INSTRUCTIONS TO FOLLOW: Output all records verbatim.

------ MATERIAL FOR THIS TASK ------

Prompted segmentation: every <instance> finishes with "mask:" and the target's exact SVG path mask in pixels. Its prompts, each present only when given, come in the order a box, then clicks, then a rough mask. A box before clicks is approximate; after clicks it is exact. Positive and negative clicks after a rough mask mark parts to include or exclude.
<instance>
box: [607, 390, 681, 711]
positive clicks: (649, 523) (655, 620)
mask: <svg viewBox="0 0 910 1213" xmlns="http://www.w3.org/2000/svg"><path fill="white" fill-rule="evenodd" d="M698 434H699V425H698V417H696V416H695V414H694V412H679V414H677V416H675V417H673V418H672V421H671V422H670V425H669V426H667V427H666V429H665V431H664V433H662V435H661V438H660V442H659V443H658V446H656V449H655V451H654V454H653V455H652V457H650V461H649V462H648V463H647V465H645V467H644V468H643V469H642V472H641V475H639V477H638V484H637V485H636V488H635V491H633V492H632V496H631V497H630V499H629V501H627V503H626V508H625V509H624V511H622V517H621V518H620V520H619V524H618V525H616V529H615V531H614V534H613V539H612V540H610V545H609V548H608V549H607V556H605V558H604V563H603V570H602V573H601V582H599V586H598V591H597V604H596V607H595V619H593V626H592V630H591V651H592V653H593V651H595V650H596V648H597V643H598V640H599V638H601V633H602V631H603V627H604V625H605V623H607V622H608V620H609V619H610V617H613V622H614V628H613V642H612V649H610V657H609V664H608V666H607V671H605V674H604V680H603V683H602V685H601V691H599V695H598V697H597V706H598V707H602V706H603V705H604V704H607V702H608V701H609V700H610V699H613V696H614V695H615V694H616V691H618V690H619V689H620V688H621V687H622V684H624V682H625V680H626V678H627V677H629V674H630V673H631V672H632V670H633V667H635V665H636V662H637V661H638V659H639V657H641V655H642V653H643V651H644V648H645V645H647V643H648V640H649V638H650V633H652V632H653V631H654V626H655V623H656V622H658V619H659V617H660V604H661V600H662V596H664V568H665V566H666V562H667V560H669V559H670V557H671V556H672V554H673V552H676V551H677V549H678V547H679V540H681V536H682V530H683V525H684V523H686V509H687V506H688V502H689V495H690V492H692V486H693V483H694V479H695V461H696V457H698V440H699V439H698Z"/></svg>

------

ANSWER SECTION:
Prompted segmentation: every <instance> finishes with "mask:" and the target's exact SVG path mask in pixels. Its prompts, each present only when given, come in the order a box, then clicks, then a rough mask. A box before clicks is approximate; after clicks it is exact. Positive and negative clicks after a rough mask mark parts to include or exclude.
<instance>
box: [607, 390, 681, 711]
positive clicks: (649, 523) (655, 620)
mask: <svg viewBox="0 0 910 1213" xmlns="http://www.w3.org/2000/svg"><path fill="white" fill-rule="evenodd" d="M698 434H699V425H698V417H696V416H695V414H694V412H679V414H677V416H675V417H673V418H672V421H671V422H670V425H669V426H667V427H666V429H665V431H664V433H662V435H661V438H660V442H659V443H658V446H656V449H655V451H654V454H653V455H652V457H650V461H649V462H648V463H647V465H645V467H644V468H643V469H642V472H641V475H639V477H638V484H637V485H636V488H635V491H633V492H632V496H631V497H630V499H629V501H627V503H626V508H625V509H624V511H622V517H621V518H620V520H619V524H618V525H616V529H615V531H614V534H613V539H612V540H610V545H609V548H608V549H607V556H605V558H604V563H603V570H602V573H601V582H599V586H598V591H597V604H596V607H595V619H593V626H592V630H591V651H592V653H593V651H595V650H596V648H597V643H598V640H599V638H601V633H602V631H603V627H604V625H605V623H607V622H608V620H609V619H610V617H613V622H614V628H613V642H612V649H610V657H609V664H608V666H607V671H605V674H604V680H603V683H602V685H601V691H599V695H598V697H597V706H598V707H602V706H603V705H604V704H607V702H608V701H609V700H610V699H613V696H614V695H615V694H616V691H618V690H619V689H620V688H621V687H622V684H624V682H625V680H626V678H627V677H629V674H630V673H631V672H632V670H633V667H635V665H636V662H637V661H638V659H639V657H641V655H642V653H643V651H644V648H645V645H647V643H648V640H649V638H650V633H652V632H653V631H654V626H655V623H656V622H658V619H659V617H660V604H661V600H662V596H664V568H665V566H666V562H667V560H669V559H670V557H671V556H672V554H673V552H676V551H677V549H678V547H679V540H681V536H682V530H683V525H684V523H686V509H687V506H688V502H689V495H690V492H692V486H693V483H694V479H695V461H696V457H698V440H699V439H698Z"/></svg>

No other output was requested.